[Extract]:
begin

Robert Sands told Tribune Business that when it came to assessing Bahamian industry performance it was impossible to “look at just one side of the scale”, pointing out that besides costs, indicators such as average occupancy and total revenues also needed to be factored in.

While the 2010 third and fourth quarters, containing the traditionally slowest months of September and October, were not forecast to be worse than 2009 comparatives, Mr Sands said the industry was still some way from attaining the pre-recession 2008 and 2007 numbers.

He was responding after The Hotel Price Index, published by the hotels.com website, appeared to show there was some firmness coming back into Nassau and Paradise Island room rates during the 2010 second quarter.

For the three months to June 30, 2010, room rates in Nassau were said to have increased by 11 per cent year-over-year, from $168 in the 2009 second quarter to $186.

This increase was matched by Paradise Island, according to the Index, where average daily room rates increased by 11 per cent, going from $363 in the 2009 second quarter to $392 this year. That made Paradise Island the second most expensive resort destination in the Caribbean and Latin American region, bettered by only Hamilton, Bermuda, with a $441 average daily room rate.

Mr Sands said the Hotel Price Index’s figures represented only one quarter, and he did not know the hotels it had employed in its sample to derive the figures. As a result, caution needed to be employed when assessing its figures.

“Our figures tend to be a little more representative of where we are year-to-date,” Mr Sands said of the BHA’s own data. “I would be very cautious in how we promote these results, notwithstanding the gains made to date for August this year. We still have the last two quarters, the most challenging quarters, if this year. We have to tread very carefully.”

Adding that the industry needed to be “cautiously optimistic about this level of growth” achieved for the first eight months of 2010, Mr Sands said the BHA was sticking to its position that this year is one of recovery and minimal improvement, setting the sector back on the path to returning to pre-Lehman Brothers crash numbers achieved in 2008.

Bahamian resorts were “looking for better results in 2011”, and Mr Sands said of projections for the 2010 fourth quarter: “We anticipate it not to be worse than last year, but that is not the yardstick we wish to be measured by. We need to get back to 2008. There are still some bumps in the road for our major markets.

“The message that we don’t want to send to the market is that all is well and we’re back to normal. We continue to make small improvements, but do not have the labour levels we have had in the past.

“While we’re getting increases in average daily room rates, expenses are increasing commensurately. We can’t look at one side of the scale.”

The Hotel Price Index’s figures also indicate that the recovery in Bahamian room rates is patchy, and not being experienced at all properties.

While room rates at Lucaya in Freeport rose by 6 per cent to $219, compared to $206 in the three months to June 30, 2009, the price index found that Cable Beach room rates actually fell by 6 per cent, from $248 to $233.

end

[The exercise]:
Reproduce the passage of the hotel room rates article from "While the 2010" to "quarter to $186.", copying it verbatim.

[Extracted entries]:

begin

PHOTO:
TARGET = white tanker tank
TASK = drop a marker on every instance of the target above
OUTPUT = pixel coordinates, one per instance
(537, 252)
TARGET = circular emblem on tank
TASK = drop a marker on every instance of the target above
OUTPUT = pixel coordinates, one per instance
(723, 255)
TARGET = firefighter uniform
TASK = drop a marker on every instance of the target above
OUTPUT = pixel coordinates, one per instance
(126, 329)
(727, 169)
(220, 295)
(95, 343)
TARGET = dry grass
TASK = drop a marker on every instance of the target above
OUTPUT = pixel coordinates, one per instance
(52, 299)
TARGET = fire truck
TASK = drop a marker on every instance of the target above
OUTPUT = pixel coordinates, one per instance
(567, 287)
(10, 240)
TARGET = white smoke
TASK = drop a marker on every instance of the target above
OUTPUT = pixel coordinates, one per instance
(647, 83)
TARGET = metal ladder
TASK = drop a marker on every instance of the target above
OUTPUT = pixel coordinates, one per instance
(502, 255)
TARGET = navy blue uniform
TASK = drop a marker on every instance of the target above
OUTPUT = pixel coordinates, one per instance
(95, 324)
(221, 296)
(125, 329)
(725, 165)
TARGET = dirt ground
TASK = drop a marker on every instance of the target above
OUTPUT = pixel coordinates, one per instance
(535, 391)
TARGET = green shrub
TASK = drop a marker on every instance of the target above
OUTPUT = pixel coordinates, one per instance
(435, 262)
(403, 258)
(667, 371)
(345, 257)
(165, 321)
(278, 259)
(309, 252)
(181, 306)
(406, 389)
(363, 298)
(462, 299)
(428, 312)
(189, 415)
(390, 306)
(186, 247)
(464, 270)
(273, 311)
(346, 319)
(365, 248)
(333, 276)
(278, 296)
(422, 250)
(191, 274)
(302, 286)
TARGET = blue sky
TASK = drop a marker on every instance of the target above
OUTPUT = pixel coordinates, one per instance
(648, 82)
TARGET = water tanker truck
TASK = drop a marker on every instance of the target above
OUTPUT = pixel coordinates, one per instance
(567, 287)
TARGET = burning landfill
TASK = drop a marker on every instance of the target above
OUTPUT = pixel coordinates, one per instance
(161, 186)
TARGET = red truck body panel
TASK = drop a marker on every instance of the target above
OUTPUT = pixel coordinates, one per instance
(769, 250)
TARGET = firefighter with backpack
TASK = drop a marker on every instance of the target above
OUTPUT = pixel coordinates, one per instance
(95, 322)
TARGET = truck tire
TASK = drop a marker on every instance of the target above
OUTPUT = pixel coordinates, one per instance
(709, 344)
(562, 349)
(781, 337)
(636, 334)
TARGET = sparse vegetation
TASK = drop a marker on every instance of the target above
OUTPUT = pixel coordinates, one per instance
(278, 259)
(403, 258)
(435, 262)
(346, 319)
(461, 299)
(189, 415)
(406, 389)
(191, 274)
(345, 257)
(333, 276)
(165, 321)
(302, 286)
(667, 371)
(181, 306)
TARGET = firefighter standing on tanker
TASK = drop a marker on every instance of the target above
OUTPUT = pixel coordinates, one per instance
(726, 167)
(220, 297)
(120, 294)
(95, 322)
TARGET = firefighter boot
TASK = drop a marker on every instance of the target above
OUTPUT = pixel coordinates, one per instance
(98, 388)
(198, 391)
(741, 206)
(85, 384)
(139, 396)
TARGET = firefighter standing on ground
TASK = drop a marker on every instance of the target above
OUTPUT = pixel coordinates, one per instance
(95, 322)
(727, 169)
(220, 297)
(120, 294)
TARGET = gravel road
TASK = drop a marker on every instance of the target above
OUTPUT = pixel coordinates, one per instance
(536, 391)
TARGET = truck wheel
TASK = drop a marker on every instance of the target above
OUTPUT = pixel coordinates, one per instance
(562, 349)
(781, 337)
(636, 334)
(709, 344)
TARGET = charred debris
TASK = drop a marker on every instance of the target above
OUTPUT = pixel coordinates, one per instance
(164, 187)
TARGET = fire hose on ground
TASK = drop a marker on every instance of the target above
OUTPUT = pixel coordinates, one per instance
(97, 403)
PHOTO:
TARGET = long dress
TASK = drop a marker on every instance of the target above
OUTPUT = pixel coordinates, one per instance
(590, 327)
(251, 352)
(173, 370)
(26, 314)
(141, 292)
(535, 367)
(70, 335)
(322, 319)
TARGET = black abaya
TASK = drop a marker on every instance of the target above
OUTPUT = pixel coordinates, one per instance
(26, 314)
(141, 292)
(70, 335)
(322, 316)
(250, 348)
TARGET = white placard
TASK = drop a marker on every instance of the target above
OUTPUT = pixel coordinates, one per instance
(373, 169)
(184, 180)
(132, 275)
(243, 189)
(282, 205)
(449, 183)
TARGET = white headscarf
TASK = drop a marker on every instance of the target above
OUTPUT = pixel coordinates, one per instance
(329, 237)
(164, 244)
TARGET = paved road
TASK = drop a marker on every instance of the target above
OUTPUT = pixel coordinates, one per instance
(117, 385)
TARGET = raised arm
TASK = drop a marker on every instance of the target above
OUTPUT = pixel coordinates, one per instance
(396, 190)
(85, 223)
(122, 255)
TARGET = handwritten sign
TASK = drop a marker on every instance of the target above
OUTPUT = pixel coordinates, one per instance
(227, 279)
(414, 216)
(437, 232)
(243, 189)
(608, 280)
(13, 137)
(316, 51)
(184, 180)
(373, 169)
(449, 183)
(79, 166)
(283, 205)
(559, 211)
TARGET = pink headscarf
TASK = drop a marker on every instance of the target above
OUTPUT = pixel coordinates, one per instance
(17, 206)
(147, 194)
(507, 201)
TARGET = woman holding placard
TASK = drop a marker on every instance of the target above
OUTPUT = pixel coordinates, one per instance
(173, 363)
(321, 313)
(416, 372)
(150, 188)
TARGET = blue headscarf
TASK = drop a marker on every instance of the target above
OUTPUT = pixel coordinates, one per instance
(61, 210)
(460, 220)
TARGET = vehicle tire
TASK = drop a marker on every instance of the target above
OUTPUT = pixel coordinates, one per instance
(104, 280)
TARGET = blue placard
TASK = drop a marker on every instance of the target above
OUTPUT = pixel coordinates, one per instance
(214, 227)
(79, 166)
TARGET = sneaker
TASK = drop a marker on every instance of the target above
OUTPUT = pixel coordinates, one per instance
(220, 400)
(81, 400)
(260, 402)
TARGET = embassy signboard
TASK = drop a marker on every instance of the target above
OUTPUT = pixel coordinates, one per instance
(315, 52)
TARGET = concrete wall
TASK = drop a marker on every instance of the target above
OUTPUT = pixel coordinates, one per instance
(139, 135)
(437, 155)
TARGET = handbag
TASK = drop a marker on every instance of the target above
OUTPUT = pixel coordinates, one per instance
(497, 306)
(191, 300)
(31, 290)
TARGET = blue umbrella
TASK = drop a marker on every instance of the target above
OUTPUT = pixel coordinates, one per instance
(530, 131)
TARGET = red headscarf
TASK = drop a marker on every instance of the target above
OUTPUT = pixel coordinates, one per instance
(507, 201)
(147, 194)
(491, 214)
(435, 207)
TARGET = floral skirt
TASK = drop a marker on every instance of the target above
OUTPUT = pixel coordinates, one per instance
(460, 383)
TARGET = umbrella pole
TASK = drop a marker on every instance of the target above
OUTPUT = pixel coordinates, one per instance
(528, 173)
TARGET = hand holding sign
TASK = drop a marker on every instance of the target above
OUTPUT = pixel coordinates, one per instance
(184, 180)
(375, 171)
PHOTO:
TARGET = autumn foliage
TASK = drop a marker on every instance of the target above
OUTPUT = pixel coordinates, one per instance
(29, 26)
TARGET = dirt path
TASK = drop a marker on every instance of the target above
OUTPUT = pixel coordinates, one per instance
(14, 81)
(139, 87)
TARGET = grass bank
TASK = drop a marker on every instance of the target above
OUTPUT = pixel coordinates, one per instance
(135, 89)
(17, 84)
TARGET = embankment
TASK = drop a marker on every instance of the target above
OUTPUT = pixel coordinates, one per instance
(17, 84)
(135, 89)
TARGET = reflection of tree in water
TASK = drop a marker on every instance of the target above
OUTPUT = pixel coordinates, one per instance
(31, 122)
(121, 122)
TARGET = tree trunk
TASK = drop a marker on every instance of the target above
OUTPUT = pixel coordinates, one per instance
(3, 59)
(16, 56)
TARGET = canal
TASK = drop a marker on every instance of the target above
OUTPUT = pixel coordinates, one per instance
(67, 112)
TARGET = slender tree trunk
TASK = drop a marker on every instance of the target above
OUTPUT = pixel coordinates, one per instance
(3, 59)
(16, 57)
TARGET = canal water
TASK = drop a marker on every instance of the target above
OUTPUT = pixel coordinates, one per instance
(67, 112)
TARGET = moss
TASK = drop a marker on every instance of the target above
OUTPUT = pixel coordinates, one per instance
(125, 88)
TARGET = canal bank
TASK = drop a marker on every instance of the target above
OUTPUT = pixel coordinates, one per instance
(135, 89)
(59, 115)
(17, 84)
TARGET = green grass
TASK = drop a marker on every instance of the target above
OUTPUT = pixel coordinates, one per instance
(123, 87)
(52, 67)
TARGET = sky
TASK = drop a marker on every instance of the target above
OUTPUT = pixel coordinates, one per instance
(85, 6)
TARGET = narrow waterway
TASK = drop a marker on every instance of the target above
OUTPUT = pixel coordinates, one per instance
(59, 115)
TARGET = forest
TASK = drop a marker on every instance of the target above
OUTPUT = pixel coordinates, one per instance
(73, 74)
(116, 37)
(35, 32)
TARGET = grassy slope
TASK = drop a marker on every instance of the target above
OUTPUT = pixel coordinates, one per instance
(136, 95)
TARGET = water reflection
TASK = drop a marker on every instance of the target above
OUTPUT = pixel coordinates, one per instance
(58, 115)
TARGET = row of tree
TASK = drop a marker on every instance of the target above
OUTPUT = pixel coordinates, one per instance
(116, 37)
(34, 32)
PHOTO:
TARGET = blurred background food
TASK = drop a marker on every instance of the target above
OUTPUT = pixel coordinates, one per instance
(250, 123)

end
begin

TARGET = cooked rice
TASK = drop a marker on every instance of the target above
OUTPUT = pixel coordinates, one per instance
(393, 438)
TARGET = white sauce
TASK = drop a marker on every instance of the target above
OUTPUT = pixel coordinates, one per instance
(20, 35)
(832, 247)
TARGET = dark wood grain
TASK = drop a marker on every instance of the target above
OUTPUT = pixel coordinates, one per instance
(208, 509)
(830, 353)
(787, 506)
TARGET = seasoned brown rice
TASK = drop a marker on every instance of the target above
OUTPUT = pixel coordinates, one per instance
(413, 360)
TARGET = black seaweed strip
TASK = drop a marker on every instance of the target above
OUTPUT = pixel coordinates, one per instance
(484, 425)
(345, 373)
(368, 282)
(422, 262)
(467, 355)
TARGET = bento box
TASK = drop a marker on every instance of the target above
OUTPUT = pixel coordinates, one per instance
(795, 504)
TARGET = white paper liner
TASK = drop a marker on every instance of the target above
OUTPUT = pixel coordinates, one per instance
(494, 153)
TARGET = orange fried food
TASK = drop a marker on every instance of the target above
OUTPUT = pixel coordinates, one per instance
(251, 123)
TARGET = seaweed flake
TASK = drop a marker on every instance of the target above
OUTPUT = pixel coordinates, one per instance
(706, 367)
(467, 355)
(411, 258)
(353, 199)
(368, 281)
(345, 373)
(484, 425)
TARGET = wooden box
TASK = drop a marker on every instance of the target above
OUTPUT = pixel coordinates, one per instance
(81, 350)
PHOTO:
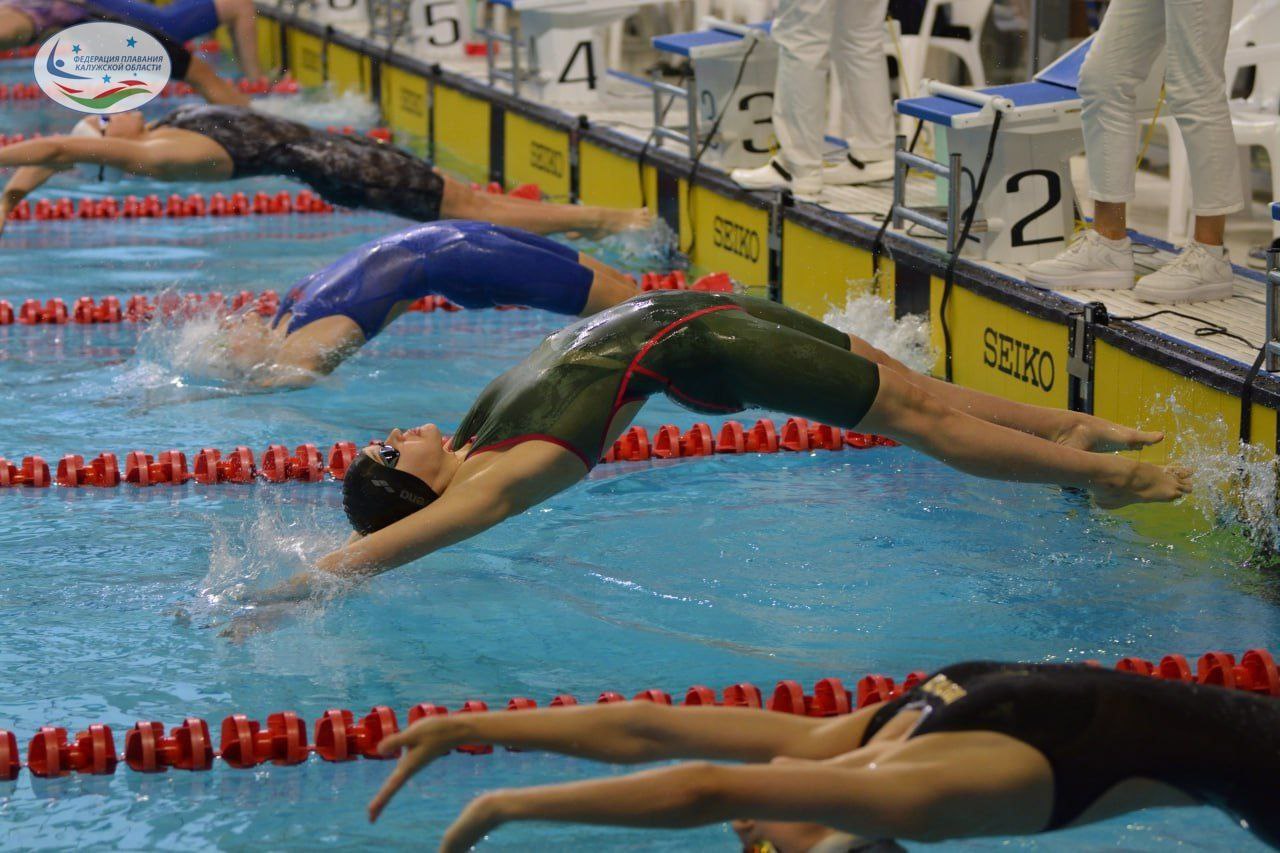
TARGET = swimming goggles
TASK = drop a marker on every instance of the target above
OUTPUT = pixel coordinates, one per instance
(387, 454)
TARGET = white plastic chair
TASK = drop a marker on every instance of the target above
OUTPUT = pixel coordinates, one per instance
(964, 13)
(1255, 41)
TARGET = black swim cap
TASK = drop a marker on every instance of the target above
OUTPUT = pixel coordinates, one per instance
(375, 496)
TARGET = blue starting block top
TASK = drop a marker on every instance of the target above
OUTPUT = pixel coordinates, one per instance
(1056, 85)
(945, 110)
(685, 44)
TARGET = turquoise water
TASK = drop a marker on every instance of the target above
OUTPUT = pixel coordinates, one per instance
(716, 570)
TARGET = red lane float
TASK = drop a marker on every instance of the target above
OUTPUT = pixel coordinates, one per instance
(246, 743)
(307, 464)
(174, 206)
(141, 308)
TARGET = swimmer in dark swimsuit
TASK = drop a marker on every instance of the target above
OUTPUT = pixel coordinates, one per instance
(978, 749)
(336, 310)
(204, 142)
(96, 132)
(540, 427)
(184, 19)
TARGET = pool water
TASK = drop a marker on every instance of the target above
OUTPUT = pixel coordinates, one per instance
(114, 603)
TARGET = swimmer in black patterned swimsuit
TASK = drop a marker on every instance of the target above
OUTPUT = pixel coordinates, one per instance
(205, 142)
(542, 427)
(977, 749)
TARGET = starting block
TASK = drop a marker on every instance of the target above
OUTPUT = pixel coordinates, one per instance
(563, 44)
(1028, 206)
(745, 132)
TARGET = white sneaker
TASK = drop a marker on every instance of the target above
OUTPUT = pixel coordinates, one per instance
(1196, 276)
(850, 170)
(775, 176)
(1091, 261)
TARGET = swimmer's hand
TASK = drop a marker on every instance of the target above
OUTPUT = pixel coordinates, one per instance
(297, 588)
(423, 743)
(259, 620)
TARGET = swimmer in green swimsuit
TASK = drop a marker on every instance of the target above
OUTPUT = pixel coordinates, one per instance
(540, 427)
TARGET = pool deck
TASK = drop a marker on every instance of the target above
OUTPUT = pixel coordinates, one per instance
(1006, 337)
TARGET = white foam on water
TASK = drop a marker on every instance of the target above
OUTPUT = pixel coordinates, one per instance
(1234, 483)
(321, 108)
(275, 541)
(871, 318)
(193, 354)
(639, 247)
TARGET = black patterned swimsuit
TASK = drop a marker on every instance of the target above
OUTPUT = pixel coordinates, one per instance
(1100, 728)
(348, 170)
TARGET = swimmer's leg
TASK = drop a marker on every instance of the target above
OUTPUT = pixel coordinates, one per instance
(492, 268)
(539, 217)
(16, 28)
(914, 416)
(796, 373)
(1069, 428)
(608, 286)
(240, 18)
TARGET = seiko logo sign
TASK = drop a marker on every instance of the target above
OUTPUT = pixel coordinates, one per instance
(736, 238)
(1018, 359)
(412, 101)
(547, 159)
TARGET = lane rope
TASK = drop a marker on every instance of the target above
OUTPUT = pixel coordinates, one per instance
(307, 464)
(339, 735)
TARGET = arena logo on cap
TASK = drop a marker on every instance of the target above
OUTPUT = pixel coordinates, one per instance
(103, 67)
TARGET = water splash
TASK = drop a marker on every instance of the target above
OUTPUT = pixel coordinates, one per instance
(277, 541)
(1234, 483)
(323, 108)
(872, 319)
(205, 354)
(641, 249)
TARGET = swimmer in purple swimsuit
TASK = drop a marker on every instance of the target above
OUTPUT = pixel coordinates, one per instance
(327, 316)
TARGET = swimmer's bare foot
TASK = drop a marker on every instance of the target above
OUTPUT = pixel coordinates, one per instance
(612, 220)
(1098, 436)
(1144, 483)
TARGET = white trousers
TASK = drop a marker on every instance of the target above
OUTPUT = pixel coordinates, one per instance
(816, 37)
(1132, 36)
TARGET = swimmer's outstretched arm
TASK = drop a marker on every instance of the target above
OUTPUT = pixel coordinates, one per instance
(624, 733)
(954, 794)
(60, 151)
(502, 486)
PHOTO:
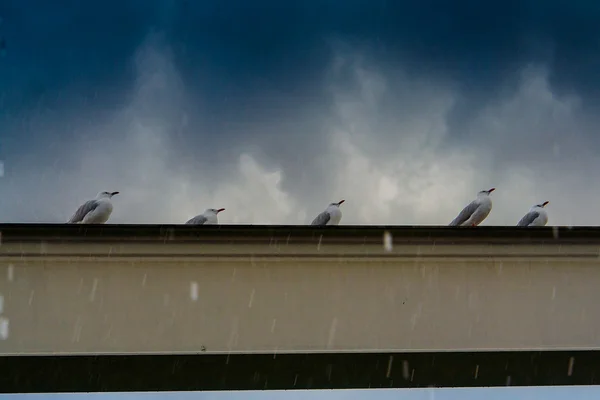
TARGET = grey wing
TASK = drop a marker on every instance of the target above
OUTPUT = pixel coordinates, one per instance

end

[Result of the task]:
While the 2010 third and fourth quarters, containing the traditionally slowest months of September and October, were not forecast to be worse than 2009 comparatives, Mr Sands said the industry was still some way from attaining the pre-recession 2008 and 2007 numbers.

He was responding after The Hotel Price Index, published by the hotels.com website, appeared to show there was some firmness coming back into Nassau and Paradise Island room rates during the 2010 second quarter.

For the three months to June 30, 2010, room rates in Nassau were said to have increased by 11 per cent year-over-year, from $168 in the 2009 second quarter to $186.